Can you repeat the material below word for word, from its first line through the line containing "[[432, 13], [334, 26], [422, 12], [92, 73]]", including both of those lines?

Given data:
━━━━━━━━━━

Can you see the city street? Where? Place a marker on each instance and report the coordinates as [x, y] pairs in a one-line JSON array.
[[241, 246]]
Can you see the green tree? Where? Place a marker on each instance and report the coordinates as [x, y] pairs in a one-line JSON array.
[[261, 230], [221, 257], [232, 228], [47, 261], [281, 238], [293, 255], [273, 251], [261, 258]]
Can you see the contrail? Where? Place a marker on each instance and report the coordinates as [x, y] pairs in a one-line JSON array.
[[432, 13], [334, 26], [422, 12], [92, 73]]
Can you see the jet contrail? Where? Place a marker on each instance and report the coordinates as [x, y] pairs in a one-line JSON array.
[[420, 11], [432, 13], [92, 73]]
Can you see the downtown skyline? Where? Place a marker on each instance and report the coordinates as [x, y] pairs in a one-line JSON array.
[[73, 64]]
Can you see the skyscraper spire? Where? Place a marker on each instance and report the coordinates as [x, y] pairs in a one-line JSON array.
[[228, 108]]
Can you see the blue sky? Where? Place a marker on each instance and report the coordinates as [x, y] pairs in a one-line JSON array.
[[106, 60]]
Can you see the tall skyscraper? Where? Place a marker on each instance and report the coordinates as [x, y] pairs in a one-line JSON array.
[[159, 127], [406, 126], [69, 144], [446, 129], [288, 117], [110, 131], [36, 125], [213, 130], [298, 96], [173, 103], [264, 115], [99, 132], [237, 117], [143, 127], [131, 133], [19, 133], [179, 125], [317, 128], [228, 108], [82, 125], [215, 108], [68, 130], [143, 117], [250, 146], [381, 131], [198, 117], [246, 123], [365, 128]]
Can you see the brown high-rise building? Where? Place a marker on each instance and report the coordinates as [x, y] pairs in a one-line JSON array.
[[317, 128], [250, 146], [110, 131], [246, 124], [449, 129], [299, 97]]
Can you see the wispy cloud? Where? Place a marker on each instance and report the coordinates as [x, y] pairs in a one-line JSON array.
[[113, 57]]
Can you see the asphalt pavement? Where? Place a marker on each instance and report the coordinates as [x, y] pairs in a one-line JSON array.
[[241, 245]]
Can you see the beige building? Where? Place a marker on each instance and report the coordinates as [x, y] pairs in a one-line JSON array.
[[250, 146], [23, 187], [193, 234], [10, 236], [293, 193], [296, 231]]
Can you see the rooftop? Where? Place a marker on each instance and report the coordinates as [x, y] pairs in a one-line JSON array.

━━━━━━━━━━

Solution:
Can you see the city street? Where? Place a marker on each instance and report the coordinates as [x, y] pairs in a one-line JSON array.
[[241, 246]]
Can you see the green tree? Where? Place a marker on each instance and report the coordinates as [x, y] pairs in a one-line JSON array.
[[261, 230], [221, 257], [232, 228], [47, 261], [281, 238], [293, 255], [273, 251], [261, 258]]
Can you see the contrail? Where? Place a marker on each instance and report the coordinates as [x, y] pairs in a one-line JSON array.
[[432, 13], [334, 26], [422, 12], [92, 73]]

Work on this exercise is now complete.